→ GIVEN REQUEST
In the post about making thematic maps in Python, whose shapefile reader did the author use to get the data in?

--- START PASSAGE GIVEN ---

A Thematic Map in Python


I though I would explore the possibility of creating thematic maps using Python, this post documents my initial attempt. The output is hence rather basic, but encouraging. The primary reason that I wanted to test the mapping potential of python is to allow for some basic automated map production in order to quickly visually assess the geographical patterns contained within large data sets. This is something that I am at a loss to do in ESRI’s ArcGIS, although that might change in ArcGIS 10. For fans of R I know it can be done there, however R is too tricky for me! My colleague James Cheshire explains the method in R here.

The first hurdle in map making is getting the data in, for this I used the shapefile reader that Zachary Forest Johnson put together for his excellent blog ‘IndieMaps.com‘. This allowed me read in any of my masses of pre-existing Shapefile format datafiles, and indeed use the python scripting functionality in ArcGIS to perform spatial operations and then output a map quickly and without the hassle of dealing with ArcGIS layouts.

Once you have download the shapefile reader, it is easily implemented using:

import shpUtils   #imports the shapefile reader
#Load a shapefile into an object called shpRecords
shpRecords = shpUtils.loadShapefile('\filename.shp')

--- END PASSAGE GIVEN ---
--- START DATA SECTION ---

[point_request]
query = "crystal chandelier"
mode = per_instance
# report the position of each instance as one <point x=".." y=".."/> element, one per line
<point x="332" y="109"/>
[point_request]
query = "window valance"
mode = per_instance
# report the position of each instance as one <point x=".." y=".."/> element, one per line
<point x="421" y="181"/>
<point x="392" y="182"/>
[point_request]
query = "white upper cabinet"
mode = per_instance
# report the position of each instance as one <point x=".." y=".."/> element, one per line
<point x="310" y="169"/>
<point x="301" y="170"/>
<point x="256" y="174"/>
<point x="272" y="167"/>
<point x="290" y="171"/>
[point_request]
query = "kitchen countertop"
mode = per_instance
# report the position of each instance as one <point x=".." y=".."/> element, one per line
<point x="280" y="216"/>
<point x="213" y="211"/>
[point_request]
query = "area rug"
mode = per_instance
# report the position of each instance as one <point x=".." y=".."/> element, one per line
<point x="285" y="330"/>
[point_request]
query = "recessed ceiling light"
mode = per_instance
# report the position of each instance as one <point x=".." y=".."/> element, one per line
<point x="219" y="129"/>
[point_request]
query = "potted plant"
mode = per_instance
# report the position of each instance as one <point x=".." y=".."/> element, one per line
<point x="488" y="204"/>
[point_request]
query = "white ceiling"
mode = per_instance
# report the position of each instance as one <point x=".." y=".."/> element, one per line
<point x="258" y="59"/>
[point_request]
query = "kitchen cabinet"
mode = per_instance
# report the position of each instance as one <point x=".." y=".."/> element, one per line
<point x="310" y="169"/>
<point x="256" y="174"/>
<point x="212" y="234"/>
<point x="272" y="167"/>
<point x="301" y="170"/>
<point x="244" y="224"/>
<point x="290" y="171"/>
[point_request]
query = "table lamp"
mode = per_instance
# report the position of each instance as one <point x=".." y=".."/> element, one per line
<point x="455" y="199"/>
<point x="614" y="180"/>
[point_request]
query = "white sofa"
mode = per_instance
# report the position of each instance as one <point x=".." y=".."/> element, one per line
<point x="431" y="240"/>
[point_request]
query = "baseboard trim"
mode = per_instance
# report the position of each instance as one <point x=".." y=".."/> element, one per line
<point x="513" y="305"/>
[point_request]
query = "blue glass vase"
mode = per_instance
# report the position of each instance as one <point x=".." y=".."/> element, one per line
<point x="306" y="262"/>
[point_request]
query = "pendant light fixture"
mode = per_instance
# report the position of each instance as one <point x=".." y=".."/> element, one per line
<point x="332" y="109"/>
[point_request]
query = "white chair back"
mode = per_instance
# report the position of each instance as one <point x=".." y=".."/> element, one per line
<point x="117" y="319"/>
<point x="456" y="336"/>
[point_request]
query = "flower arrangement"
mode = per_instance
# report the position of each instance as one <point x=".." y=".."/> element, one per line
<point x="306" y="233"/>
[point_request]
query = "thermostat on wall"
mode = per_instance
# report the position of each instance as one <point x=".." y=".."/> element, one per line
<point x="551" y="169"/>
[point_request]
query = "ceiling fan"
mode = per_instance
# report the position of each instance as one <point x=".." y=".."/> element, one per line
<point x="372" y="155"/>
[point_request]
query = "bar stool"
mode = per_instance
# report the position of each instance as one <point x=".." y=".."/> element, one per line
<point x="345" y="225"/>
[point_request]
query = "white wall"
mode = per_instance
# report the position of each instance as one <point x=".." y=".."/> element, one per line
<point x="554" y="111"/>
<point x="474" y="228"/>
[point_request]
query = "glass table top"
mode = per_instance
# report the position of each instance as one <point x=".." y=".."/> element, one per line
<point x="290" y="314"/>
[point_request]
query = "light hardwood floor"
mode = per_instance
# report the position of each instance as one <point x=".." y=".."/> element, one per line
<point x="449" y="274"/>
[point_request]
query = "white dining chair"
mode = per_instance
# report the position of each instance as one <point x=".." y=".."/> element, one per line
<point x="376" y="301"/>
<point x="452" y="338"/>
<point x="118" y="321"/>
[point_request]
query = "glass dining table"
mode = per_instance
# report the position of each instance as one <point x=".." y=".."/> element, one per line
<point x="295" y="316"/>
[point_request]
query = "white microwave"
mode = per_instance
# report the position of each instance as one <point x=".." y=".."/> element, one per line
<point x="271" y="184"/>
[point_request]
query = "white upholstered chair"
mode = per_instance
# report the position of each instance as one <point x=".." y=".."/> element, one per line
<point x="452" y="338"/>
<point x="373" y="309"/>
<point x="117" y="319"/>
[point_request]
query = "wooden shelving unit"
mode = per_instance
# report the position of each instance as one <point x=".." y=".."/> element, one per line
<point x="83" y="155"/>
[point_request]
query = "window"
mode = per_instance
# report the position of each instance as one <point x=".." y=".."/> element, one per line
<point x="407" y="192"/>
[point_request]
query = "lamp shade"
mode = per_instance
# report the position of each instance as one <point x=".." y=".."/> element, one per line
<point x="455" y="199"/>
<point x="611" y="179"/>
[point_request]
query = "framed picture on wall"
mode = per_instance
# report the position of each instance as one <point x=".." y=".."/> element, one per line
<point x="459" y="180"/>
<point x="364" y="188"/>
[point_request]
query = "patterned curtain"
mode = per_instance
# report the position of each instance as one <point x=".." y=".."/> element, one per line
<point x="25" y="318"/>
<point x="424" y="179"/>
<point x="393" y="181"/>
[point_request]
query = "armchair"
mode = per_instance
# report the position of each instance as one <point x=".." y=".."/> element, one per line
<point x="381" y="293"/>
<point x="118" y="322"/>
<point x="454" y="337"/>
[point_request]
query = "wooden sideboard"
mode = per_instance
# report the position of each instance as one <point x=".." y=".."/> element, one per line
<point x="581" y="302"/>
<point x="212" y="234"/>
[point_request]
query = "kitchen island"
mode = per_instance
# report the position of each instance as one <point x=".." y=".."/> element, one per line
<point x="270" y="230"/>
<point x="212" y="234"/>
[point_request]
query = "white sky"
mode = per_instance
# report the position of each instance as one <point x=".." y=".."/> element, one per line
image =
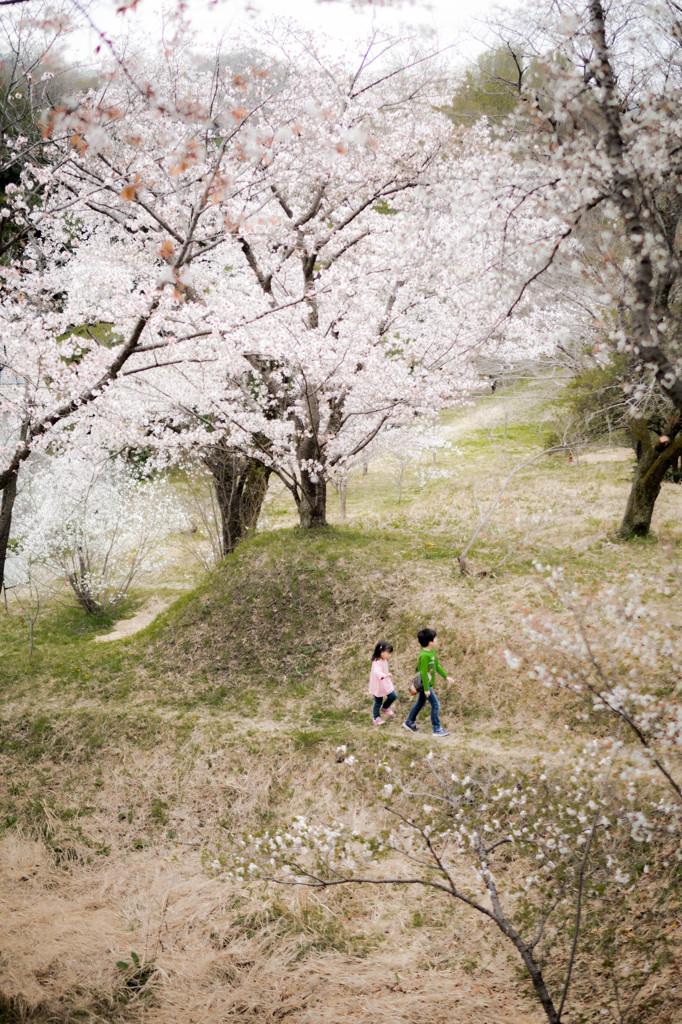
<point x="444" y="22"/>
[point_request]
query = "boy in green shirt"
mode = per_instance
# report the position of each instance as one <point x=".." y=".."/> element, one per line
<point x="427" y="667"/>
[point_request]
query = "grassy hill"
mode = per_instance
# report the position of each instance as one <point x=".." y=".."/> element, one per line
<point x="127" y="767"/>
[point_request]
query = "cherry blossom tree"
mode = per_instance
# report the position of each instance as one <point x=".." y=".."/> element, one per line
<point x="126" y="207"/>
<point x="598" y="123"/>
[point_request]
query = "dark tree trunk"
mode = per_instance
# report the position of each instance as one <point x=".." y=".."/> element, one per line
<point x="241" y="483"/>
<point x="8" y="498"/>
<point x="310" y="495"/>
<point x="311" y="501"/>
<point x="653" y="461"/>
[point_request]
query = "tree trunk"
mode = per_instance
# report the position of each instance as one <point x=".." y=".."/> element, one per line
<point x="241" y="484"/>
<point x="8" y="498"/>
<point x="310" y="494"/>
<point x="653" y="461"/>
<point x="312" y="501"/>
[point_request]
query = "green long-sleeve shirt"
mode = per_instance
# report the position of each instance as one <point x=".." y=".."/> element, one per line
<point x="428" y="665"/>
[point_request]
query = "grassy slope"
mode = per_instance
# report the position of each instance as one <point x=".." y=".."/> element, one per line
<point x="127" y="762"/>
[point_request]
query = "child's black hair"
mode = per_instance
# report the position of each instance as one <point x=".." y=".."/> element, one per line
<point x="426" y="636"/>
<point x="380" y="648"/>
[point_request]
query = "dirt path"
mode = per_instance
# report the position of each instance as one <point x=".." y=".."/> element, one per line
<point x="142" y="619"/>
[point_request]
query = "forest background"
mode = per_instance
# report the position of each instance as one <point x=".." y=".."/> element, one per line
<point x="340" y="346"/>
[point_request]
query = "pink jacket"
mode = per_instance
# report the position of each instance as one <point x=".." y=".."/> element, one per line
<point x="381" y="683"/>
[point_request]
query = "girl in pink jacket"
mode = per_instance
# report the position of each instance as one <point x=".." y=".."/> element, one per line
<point x="381" y="684"/>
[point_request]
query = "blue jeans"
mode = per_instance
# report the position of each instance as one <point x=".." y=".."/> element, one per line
<point x="387" y="701"/>
<point x="435" y="708"/>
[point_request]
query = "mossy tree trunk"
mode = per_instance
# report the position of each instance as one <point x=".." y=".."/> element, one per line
<point x="8" y="498"/>
<point x="311" y="501"/>
<point x="241" y="484"/>
<point x="653" y="460"/>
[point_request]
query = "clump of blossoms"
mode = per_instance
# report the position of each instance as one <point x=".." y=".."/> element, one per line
<point x="615" y="653"/>
<point x="538" y="852"/>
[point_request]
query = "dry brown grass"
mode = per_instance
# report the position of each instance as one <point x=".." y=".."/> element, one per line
<point x="108" y="854"/>
<point x="66" y="933"/>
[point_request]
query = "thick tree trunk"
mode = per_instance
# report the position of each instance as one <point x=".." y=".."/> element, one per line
<point x="8" y="498"/>
<point x="312" y="501"/>
<point x="241" y="484"/>
<point x="310" y="495"/>
<point x="653" y="461"/>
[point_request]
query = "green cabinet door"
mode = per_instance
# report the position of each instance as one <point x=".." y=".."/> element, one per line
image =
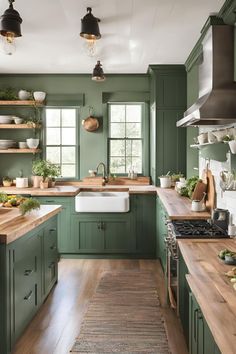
<point x="144" y="212"/>
<point x="118" y="236"/>
<point x="65" y="236"/>
<point x="183" y="297"/>
<point x="50" y="258"/>
<point x="26" y="280"/>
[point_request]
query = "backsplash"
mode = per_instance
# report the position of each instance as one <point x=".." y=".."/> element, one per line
<point x="225" y="200"/>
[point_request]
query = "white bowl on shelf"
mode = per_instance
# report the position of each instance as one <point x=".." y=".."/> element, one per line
<point x="39" y="96"/>
<point x="23" y="95"/>
<point x="32" y="143"/>
<point x="6" y="119"/>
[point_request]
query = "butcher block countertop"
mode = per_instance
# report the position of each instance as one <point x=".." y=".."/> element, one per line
<point x="72" y="190"/>
<point x="178" y="207"/>
<point x="212" y="288"/>
<point x="19" y="225"/>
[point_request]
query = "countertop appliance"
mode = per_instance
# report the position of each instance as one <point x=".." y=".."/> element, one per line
<point x="185" y="229"/>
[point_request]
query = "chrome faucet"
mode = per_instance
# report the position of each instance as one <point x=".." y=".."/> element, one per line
<point x="104" y="174"/>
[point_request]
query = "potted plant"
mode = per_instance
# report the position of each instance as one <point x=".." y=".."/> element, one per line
<point x="231" y="140"/>
<point x="6" y="181"/>
<point x="54" y="171"/>
<point x="40" y="168"/>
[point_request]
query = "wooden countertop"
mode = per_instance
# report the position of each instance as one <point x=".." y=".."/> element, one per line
<point x="212" y="288"/>
<point x="20" y="225"/>
<point x="178" y="207"/>
<point x="69" y="190"/>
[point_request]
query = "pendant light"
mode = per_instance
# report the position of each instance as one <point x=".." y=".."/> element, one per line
<point x="98" y="74"/>
<point x="10" y="28"/>
<point x="90" y="31"/>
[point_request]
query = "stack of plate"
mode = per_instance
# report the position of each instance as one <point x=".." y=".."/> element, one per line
<point x="6" y="144"/>
<point x="6" y="119"/>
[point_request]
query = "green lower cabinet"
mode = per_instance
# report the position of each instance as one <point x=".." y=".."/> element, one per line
<point x="102" y="234"/>
<point x="65" y="236"/>
<point x="201" y="340"/>
<point x="161" y="233"/>
<point x="183" y="287"/>
<point x="25" y="279"/>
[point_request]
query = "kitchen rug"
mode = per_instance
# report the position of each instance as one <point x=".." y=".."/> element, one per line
<point x="124" y="316"/>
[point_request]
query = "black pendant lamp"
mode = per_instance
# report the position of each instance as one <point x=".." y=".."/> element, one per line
<point x="10" y="22"/>
<point x="98" y="74"/>
<point x="89" y="26"/>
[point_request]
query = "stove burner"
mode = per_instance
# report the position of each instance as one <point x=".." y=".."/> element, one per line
<point x="197" y="228"/>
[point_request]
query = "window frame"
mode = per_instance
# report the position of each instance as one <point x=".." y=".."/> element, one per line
<point x="144" y="136"/>
<point x="77" y="146"/>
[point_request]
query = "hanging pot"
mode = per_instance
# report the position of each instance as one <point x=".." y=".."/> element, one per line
<point x="90" y="124"/>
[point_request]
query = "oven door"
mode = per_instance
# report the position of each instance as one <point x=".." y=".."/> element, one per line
<point x="172" y="278"/>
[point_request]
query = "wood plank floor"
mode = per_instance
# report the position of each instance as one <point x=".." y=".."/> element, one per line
<point x="57" y="324"/>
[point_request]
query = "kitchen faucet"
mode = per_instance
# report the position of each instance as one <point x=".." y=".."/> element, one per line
<point x="104" y="175"/>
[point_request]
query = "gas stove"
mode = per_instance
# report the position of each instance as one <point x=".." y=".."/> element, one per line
<point x="196" y="229"/>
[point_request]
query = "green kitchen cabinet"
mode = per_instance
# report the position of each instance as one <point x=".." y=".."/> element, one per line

--- END DATA SECTION ---

→ ANSWER
Zachary Forest Johnson's, made for his blog IndieMaps.com.